Saturday 30 January 2010

Comparative analysis

I'm lying on the beach next to the Indian ocean. There are drums in the background and people fishing in the water which is about 25• they break every now and then to drain some local rum. I can see some mountains in the distance.


But before I start getting any more enthusiastic about Mauritius I'd planned to write a few words about Dubai and what it is like in 2010 compared to 2001.

When we went to Dubai last time, I lived in Brussels and had only really travelled in Europe. Now obviously we live in Beijing and I am relatively more widely travelled.

That said I still found Dubai an exciting destination. Even though we were there for less than 24 hours we saw a lot.

It is still a city under siege from cranes. And now like then there is some degree of uncertainty around the future. Then the burj al Arab had just opened and was attracting much attention. But if the anecdotes are to be believed the palm island hadn't even been conceived. It certainly wasn't the mass tourist destination that it became in the last decade although the beginning and the desire was clearly there.

We visited just over six months before September 11 2001. You'd have thought that this might have proved a challenge to the popularity of an Islamic country as a tourist destination, but it didn't seem to affect Dubai. However I have no way of knowing whatever happened to our Afghan driver, Mohammed who no doubt had to shelve his dreams of moving to London.

Now of course Dubai World (the company behind much of the highest visibility development) had to request a delay to payments leading. After much uncertainty Abu Dhabi, the oil rich neighbour with less vertiginous but seemingly more stable growth backed by natural resources, stepped in with support. Consequently the world's tallest building, constructed with the name Burj Dubai, was renamed Burj Khalifa on opening, seemingly in tribute to Abu Dhabi's ruler Sheikh Khalifa.

------

**Goal**
Continue the Dubai travel post above from its final sentence. The listing that comes next has nothing to do with the Dubai travel post.

------

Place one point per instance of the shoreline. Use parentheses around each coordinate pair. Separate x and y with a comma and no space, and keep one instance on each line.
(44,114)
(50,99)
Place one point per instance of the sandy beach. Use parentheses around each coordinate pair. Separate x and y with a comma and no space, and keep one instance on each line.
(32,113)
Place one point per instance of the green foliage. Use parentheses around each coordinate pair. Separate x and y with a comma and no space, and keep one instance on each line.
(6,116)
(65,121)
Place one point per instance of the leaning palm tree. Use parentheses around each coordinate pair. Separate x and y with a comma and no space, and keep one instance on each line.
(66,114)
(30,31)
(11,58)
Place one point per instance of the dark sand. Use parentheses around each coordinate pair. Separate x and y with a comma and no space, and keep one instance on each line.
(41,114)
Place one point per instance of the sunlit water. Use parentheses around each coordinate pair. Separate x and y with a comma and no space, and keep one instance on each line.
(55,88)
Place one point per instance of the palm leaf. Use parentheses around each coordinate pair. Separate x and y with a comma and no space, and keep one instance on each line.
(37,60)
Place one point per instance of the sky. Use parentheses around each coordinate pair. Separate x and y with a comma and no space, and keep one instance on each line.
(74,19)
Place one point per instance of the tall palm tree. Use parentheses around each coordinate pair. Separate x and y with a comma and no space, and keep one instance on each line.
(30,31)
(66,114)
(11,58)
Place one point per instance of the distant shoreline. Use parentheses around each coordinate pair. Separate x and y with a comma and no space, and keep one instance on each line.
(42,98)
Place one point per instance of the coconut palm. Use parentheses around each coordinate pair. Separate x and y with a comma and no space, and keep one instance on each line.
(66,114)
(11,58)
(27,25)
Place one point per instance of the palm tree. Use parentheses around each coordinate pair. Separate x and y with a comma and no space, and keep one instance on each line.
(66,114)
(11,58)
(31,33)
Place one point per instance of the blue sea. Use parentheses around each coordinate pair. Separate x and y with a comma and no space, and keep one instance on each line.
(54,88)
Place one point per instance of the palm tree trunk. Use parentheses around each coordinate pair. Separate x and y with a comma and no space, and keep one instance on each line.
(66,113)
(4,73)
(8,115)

------

**Expected answer**
So with much schadenfreude from some financial analysts, it is no longer clear if Dubai will build the second and third planned artificial palm islands. The third and biggest of which is planned to be bigger than the ilê de France, on which stands Paris. Here is an interesting fact, the existing palm island required so much hardcore for its foundations that, collected together it could build a 2m x 2m wall three times round the earth! I don't know whether to be awed or terrified by this fact.

So that feeling of schadenfreude is understandable on many levels. Dubai is painfully shallow and nouveau riche. I thought Beijing was money-obsessed till I went back to Dubai. But at the same time I do have respect for their efforts to build an economy based on trade and property markets without the resource wealth of abu dhabi or the support-tinged with religious overtures given by Saudi Arabia to neighbouring emirate Sharjah.

One element of Dubai I have no problem admiring is it's openess and international atmosphere. You only need to take a walk along the working creek on the Deira side and note where goods are in transit to and from to feel a part of international trade and exchange. You'd think that rather than taking some delight in its financial stutters, western countries would be as supportive as possible of dubai's interpretation of Islam with freedom of different worship and acceptance of Egyptian legal codes rather than the sometimes scary-seeming Sharia law.

But of course, despite this openess, massive disparities exist in this 'society'. I use inverted commas because in truth there are none of the cohesive elements of a shared society in evidence. Little or no tax, no universal healthcare or education for resident migrants, hell there isn't even a postal service. As early as the queue for passport control, we experienced Emiratees treating workers from Asia with ill disguised contempt, whilst not even questioning our visas.

So in conclusion, despite building many of the world's biggest buildings and creating a man made island, Dubai for me remains a compelling and interesting place to visit, but way too disjointed a place to ever consider living there. Which is lucky really, since we've no pending offers.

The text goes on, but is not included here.